## FRAGMENTO DEL DOCUMENTO
'''
Se comprende el grito de asombro de Francisco ante esta grandiosa perspectiva:

«¡Oh cuán glorioso y santo y grande, tener un Padre en los cielos! ¡Oh cuán santo, consolador, bello y admirable, tener un esposo! ¡Oh cuán santo y cuán amado, placentero, humilde, pacífico, dulce, amable y sobre todas las cosas deseable, tener un tal hermano y un tal hijo!, que dio su vida por sus ovejas y oró al Padre por nosotros diciendo: Padre santo, guarda en tu nombre a los que me has dado...» (2CtaF 54-56).

Verdaderamente es la realización de lo mismo que Jesús pedía a su Padre, como fruto de su Pascua, en la oración sacerdotal de la que Francisco estaba impregnado.
'''
## DATOS PROPORCIONADOS
'''
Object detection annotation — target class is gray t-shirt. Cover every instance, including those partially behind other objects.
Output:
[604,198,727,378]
'''
## TAREAS PROPUESTAS
a: Copia sin cambios el pasaje del fragmento sobre Francisco que empieza en "Verdaderamente es la" y termina en "Francisco estaba impregnado.".
b: Según la cita incluida en el fragmento sobre Francisco, ¿por qué es deseable sobre todas las cosas tener un tal hermano y un tal hijo? Responde en una a tres oraciones.
c: Retoma el fragmento sobre Francisco y continúalo a partir de su última oración.

## TAREAS RESUELTAS
a:
Verdaderamente es la realización de lo mismo que Jesús pedía a su Padre, como fruto de su Pascua, en la oración sacerdotal de la que Francisco estaba impregnado.

b: Porque dio su vida por sus ovejas y oró al Padre por nosotros. En esa oración le dijo: «Padre santo, guarda en tu nombre a los que me has dado».

c:
NACER DEL ESPÍRITU

«Bienaventurados los limpios de corazón, porque ellos verán a Dios (Mt 5,8). Son verdaderamente limpios de corazón quienes desprecian las cosas terrenas, buscan las celestiales y no dejan nunca de adorar y ver, con corazón y alma limpios, al Señor Dios vivo y verdadero» (Adm 16).

Los corazones puros verán a Dios. A decir verdad, no cesan de adorarlo y de verlo. Están constantemente en la luz del Espíritu.

¿Qué condición hace falta para ello? Francisco es nítido: «Despreciar lo terreno, buscar lo celestial». ¿Habrá que hacer una lista de las cosas terrenas que nos impiden ver a Dios y de las cosas celestiales que nos lo revelan? Sería una empresa ilusoria, pues las cosas se muestran ambiguas: el trabajo, el descanso, la amistad, la felicidad, la adversidad, la oración incluso, unas veces nos unen a Dios y otras nos alejan de Él. La diferencia radica en nosotros. Hay una manera terrena de apropiarse de las cosas, en cuyo caso se convierten en terrenas y nos separan de Dios; y hay una manera de recibirlas de Dios, en cuyo caso son celestiales y nos arrojan a Dios.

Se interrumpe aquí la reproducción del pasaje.